Activity: Scan the lines below and report each one containing "dress" by copying it.

Data supplied:
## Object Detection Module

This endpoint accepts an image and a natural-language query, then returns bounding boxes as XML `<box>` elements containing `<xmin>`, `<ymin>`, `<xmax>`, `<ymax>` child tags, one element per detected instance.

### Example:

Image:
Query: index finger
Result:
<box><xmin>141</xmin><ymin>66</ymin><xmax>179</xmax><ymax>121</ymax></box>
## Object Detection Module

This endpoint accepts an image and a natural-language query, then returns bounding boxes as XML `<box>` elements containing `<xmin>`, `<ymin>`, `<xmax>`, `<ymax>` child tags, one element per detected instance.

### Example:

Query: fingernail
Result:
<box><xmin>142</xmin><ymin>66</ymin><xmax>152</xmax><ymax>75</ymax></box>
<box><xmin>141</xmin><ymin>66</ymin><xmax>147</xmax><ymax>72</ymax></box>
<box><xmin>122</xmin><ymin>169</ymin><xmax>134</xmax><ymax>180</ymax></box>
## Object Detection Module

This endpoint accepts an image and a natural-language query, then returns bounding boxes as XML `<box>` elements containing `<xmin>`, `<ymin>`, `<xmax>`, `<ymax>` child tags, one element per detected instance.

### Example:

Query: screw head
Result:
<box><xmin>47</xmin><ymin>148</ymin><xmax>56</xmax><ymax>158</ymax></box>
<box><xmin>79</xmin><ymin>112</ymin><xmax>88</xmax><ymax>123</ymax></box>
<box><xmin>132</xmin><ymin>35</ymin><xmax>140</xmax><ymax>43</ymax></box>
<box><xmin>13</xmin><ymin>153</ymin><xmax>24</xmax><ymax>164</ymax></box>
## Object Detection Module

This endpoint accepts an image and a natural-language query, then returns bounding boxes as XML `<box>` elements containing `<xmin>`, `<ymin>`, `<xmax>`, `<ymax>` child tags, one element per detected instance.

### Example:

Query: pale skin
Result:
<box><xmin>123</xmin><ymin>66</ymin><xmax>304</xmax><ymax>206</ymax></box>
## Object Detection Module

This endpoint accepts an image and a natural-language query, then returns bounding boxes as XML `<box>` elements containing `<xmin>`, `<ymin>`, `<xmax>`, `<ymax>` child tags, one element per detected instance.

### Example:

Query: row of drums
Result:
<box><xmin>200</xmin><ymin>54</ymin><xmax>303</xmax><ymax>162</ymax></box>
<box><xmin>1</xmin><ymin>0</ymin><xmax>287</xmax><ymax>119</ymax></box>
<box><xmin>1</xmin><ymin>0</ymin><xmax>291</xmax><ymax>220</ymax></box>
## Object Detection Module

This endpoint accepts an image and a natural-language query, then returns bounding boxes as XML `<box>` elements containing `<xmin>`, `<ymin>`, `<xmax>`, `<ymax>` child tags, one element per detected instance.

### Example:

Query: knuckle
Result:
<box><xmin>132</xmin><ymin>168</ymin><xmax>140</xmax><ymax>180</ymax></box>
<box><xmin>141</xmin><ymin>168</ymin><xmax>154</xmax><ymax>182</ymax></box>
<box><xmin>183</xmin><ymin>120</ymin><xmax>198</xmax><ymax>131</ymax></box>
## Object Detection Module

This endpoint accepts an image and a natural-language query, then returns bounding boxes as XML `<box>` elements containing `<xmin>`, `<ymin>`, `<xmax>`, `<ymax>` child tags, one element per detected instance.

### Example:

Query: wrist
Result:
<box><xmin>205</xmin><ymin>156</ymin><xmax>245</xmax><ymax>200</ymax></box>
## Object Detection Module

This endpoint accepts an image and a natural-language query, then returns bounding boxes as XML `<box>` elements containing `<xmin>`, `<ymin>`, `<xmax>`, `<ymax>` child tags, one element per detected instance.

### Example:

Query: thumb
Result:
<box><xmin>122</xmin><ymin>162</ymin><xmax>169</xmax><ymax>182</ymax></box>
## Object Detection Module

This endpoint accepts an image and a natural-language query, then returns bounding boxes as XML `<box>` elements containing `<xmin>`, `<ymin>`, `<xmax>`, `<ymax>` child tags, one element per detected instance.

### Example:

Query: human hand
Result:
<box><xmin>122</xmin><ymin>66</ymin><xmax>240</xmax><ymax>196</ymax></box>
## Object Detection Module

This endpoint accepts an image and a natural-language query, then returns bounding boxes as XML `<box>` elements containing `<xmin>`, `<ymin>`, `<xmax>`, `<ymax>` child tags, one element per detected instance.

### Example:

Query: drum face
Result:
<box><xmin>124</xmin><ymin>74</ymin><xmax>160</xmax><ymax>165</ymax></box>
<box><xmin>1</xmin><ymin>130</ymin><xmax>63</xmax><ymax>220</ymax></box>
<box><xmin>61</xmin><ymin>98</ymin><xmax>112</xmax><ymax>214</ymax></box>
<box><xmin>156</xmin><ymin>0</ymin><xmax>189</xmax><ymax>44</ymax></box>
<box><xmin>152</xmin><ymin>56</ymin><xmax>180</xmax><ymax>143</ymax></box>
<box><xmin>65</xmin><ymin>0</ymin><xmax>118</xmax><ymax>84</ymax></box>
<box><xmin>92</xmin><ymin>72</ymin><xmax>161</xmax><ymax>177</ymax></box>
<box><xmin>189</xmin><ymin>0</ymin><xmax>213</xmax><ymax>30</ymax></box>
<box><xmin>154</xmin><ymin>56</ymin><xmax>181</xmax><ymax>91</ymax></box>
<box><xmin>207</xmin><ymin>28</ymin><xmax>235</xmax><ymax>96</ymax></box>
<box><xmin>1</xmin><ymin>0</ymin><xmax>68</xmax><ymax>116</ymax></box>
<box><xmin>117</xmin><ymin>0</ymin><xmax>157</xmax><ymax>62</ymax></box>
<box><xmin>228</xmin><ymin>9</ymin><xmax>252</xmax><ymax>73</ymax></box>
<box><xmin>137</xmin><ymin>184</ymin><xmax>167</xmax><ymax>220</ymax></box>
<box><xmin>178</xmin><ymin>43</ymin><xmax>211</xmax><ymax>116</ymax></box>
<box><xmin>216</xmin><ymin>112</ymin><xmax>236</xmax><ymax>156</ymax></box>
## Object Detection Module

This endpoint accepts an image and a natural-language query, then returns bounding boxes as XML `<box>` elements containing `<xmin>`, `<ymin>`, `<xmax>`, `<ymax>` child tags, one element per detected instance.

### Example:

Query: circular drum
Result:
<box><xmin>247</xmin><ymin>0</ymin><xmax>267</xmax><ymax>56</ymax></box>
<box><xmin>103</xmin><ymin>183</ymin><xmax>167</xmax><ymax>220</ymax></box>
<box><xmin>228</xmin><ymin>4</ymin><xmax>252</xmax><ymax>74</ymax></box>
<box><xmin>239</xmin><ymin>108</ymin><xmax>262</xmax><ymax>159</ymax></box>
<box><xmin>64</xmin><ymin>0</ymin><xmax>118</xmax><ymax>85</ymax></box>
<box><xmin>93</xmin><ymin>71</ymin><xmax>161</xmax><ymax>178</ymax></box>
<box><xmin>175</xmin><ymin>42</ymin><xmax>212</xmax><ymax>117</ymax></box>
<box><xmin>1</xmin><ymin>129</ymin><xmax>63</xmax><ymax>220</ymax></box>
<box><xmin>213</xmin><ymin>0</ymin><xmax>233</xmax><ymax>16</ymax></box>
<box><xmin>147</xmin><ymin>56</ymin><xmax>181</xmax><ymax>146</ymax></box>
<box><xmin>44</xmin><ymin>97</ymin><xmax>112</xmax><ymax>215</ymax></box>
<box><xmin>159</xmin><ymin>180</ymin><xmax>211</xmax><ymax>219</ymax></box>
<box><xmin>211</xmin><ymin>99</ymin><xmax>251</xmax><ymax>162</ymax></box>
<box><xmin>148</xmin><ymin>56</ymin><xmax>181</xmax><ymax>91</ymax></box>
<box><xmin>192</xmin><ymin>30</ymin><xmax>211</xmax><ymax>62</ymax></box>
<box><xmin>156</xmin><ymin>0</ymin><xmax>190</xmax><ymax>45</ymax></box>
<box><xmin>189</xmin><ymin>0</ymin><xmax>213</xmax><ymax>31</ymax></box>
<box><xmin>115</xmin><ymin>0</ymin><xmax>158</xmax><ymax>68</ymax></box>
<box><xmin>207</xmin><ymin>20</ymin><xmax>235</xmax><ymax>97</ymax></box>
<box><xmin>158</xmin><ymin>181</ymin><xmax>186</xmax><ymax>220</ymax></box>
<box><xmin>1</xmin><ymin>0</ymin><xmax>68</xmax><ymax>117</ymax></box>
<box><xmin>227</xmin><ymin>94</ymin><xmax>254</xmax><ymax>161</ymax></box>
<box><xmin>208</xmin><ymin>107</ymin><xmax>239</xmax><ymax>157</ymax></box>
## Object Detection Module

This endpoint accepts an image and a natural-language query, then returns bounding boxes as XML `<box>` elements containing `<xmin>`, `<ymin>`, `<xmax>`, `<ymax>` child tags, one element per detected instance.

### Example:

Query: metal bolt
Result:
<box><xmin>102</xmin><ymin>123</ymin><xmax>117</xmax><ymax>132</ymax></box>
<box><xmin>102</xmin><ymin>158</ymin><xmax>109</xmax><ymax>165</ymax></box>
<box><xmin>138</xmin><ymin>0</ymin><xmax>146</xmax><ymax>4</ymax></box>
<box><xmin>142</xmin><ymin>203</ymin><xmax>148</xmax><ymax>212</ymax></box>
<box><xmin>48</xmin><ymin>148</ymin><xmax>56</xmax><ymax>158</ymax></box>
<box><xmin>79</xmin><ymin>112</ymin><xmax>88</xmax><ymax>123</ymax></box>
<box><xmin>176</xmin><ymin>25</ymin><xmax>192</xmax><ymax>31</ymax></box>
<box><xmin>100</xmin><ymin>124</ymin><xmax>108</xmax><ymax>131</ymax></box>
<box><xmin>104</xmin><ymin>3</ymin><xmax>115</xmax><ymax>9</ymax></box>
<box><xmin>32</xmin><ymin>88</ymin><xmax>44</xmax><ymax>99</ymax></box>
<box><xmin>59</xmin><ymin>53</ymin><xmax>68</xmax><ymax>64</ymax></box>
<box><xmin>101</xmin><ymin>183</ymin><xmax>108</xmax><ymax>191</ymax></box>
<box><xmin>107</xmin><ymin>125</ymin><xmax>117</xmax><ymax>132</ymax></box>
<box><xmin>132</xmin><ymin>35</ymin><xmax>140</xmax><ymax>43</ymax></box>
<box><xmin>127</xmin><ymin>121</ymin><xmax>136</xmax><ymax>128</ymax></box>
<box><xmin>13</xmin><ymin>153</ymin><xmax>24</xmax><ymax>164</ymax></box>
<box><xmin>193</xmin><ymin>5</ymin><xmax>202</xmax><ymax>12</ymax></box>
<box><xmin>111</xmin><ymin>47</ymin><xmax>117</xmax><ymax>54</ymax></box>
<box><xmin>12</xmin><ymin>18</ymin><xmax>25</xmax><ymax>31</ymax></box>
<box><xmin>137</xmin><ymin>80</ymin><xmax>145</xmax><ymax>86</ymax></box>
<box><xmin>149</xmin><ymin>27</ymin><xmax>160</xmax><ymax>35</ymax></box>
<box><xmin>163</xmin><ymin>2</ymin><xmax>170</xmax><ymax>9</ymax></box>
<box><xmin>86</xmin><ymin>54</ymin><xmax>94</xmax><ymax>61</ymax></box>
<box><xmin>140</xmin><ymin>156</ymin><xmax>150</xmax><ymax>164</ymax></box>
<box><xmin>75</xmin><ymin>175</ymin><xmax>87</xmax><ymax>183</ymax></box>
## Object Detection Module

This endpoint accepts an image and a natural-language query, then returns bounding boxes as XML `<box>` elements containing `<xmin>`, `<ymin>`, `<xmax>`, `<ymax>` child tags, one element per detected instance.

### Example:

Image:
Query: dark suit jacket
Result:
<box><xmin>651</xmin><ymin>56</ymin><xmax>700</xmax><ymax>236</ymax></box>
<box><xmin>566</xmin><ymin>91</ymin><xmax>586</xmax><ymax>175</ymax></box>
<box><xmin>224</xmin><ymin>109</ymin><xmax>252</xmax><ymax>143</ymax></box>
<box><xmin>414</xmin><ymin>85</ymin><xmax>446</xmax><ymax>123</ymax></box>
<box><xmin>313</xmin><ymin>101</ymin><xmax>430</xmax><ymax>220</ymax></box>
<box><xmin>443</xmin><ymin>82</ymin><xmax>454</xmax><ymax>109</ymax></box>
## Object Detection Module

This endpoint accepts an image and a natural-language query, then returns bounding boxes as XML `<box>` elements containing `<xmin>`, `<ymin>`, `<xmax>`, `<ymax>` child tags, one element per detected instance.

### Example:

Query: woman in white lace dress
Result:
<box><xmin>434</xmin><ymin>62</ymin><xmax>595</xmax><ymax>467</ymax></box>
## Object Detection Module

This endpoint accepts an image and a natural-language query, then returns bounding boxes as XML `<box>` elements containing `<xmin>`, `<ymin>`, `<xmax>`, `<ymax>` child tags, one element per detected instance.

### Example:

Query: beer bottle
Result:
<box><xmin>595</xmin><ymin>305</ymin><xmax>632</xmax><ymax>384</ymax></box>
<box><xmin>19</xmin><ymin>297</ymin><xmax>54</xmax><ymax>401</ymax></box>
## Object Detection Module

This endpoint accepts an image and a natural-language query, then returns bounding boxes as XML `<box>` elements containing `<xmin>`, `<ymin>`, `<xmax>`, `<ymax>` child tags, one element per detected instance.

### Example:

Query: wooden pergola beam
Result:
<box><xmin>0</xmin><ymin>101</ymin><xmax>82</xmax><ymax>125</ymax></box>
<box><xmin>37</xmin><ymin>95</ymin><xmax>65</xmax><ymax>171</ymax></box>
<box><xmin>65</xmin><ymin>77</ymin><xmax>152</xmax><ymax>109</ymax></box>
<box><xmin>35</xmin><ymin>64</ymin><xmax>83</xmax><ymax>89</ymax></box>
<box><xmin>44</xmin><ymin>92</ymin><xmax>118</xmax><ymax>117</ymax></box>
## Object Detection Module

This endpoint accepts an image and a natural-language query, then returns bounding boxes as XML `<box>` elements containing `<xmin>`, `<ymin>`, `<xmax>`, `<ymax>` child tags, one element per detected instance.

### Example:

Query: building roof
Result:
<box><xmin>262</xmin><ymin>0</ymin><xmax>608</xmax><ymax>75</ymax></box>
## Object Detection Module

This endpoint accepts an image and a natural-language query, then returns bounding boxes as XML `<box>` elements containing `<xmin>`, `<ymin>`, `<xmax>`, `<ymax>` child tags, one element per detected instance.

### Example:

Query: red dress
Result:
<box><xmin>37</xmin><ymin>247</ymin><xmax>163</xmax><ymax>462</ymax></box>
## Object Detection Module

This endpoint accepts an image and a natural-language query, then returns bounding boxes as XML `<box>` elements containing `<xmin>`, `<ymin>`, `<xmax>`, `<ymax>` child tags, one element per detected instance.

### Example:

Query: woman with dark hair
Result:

Result below:
Query: woman in white lace dress
Query: red dress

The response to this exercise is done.